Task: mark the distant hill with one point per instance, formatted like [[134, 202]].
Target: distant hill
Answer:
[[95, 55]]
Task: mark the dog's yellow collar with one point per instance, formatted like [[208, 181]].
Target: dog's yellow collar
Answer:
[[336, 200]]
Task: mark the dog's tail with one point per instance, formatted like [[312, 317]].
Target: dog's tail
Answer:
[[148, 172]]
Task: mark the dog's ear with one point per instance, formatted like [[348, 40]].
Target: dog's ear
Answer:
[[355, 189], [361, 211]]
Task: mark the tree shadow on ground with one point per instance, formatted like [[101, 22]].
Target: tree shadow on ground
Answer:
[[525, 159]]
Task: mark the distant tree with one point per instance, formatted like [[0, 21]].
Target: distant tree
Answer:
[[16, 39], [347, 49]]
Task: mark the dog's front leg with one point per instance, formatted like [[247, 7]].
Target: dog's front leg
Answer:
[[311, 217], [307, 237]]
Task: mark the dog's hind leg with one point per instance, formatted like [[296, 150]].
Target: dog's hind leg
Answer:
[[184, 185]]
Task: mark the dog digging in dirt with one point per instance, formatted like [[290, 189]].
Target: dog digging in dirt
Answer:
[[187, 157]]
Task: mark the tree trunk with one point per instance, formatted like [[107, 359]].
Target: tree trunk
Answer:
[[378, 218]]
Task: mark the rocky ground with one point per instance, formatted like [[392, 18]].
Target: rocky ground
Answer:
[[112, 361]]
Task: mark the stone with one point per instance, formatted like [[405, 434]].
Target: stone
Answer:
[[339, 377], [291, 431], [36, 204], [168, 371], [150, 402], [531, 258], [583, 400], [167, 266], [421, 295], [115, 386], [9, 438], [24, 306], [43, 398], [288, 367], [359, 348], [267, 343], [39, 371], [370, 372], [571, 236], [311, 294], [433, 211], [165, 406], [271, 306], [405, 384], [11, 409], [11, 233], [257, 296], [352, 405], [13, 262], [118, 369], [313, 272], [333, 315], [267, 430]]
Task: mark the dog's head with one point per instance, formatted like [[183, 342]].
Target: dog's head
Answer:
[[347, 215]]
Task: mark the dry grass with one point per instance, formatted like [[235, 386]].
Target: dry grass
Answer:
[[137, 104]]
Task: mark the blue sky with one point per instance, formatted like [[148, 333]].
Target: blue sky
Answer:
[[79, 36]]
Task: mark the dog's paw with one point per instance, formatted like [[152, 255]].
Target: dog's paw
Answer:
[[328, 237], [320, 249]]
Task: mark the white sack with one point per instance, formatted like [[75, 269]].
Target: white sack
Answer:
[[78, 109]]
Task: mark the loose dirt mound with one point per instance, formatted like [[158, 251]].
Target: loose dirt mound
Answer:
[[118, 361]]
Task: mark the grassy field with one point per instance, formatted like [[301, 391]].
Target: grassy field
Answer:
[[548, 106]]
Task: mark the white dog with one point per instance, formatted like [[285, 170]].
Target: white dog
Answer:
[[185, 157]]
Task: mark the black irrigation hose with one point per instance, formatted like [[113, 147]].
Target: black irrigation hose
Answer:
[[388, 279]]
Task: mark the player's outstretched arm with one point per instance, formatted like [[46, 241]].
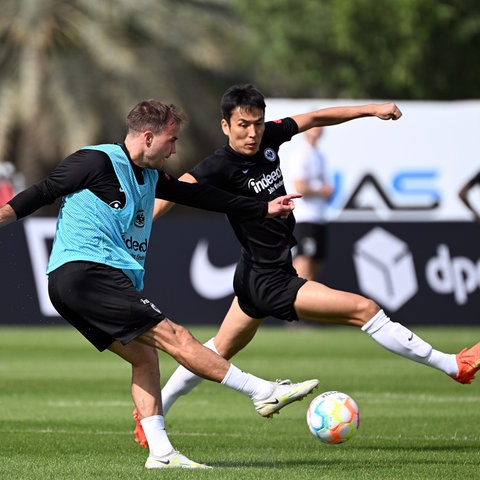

== TASK STATEMENT ==
Please reproduce every one of the lines above word for word, leaving out the pictures.

== OUTPUT OF THE TASK ==
Task: mark the distant hill with one point per instance, formatted like [[134, 202]].
Target: distant hill
Answer:
[[95, 55]]
Task: mark the dog's yellow collar with one point per instance, formatted like [[208, 181]].
Target: dog's yellow collar
Answer:
[[336, 200]]
Task: mark the dog's tail with one point per instance, formatted like [[312, 317]].
Target: dog's tail
Answer:
[[148, 172]]
Task: mark the dog's ear with one point per instance, formatted like [[348, 40]].
Target: dog's ear
Answer:
[[355, 189], [361, 211]]
Task: mark the tree shadow on ground with one point per instance, formatted like [[101, 22]].
Target: tree shadow on ground
Answer:
[[525, 159]]
Task: mark the distant tree with one point per instance, formatted like [[0, 21]].
Target: distant tree
Answer:
[[16, 39], [347, 49]]
Task: mark the dog's front leg with one point per instance, formatted like [[247, 7]].
Target: dog's front leg
Answer:
[[311, 217], [307, 237]]
Task: mark the dog's hind leg with one point per instance, formatted like [[296, 150]].
Target: dog's hind leg
Answer:
[[184, 185]]
Task: mark the dog digging in dirt with one point per instance, formatted like [[290, 189]].
Target: dog digging in dirt
Answer:
[[187, 157]]
Task: mark the tree trunk with one point per instance, formatted like [[107, 359]].
Target: tree trunk
Answer:
[[378, 218]]
Task: mark the rocky ground with one point per instance, formatted like [[392, 18]].
Target: rocky ground
Answer:
[[112, 361]]
Task: mark the stone with one point per instance, formatted like [[405, 434]].
Target: stone
Answer:
[[339, 377], [291, 431], [36, 204], [168, 371], [150, 402], [531, 258], [583, 400], [167, 266], [421, 295], [115, 386], [9, 438], [24, 306], [43, 398], [288, 367], [359, 348], [267, 343], [39, 371], [370, 372], [571, 236], [311, 294], [433, 211], [165, 406], [271, 306], [405, 384], [11, 409], [11, 233], [257, 296], [352, 405], [13, 262], [118, 369], [313, 272], [333, 315], [267, 430]]
Task: mark the dog's head with one point per instance, formatted like [[183, 342]].
Target: dog's head
Answer:
[[347, 215]]
Task: mark the dry grass with one point per instance, formatted like [[235, 386]].
Target: dry grass
Answer:
[[137, 104]]
Task: mark the blue sky with one point per instance, formatted like [[148, 333]].
Target: blue sky
Answer:
[[79, 36]]
Task: mark the dog's paw with one point per instance, formatted like [[152, 255]].
Target: dog's paw
Answer:
[[328, 237], [320, 249]]
Task: mark the white sack with one point per instance, formatted like [[75, 269]].
Target: white sack
Answer:
[[78, 109]]
Task: mark the loose dirt mound with one point per instance, formatted like [[158, 251]].
Target: loose dirt mound
Answer:
[[118, 361]]
Task: mark the grassy field with one point per instance, formatted like [[301, 391]].
Target: grassy field
Answer:
[[548, 106]]
Task: mark the white dog with one point per instance, formatted like [[285, 170]].
Target: white dog
Answer:
[[185, 157]]
Task: mark the black irrigation hose with one point per instance, formatted like [[113, 147]].
Target: black irrigation hose
Answer:
[[388, 279]]
Task: mark the player's outstretched arm with one point per instance, formatted like [[46, 241]].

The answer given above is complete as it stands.